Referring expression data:

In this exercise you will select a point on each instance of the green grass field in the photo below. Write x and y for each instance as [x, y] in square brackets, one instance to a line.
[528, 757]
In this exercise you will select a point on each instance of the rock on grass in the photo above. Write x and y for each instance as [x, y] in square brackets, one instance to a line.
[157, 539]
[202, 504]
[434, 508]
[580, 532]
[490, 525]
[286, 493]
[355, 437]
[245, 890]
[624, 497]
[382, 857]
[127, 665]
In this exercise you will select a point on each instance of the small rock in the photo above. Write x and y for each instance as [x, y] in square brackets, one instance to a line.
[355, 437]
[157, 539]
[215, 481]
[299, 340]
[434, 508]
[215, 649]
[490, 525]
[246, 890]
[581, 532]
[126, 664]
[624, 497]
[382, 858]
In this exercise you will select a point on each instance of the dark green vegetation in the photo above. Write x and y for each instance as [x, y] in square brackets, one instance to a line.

PROBLEM DETAILS
An exact copy of all the records above is needed.

WRITTEN SOLUTION
In this exercise you will select a point on each instance of the green grass field in the photo below. Write x and y for each instance as [x, y] in square brackets, one instance to a line.
[528, 757]
In this exercise you will select a point on each instance of the rock on grass in the photo above. Write x and y for each instance as [x, y] in square brackets, one instance to a line.
[157, 539]
[202, 504]
[434, 508]
[580, 532]
[490, 525]
[286, 493]
[355, 437]
[245, 890]
[624, 497]
[382, 857]
[127, 665]
In this exercise you will select a point on each instance of the small rock in the photo above. Write x and y for each instance as [x, y] in square brackets, one instance to a line.
[355, 437]
[157, 539]
[215, 481]
[299, 340]
[434, 508]
[215, 649]
[490, 525]
[246, 890]
[581, 532]
[126, 664]
[624, 497]
[382, 858]
In this exercise you will select a point on each instance of the dark green vegetation in the photo above. Write x and y for each instance as [x, y] in square brackets, one instance to a line.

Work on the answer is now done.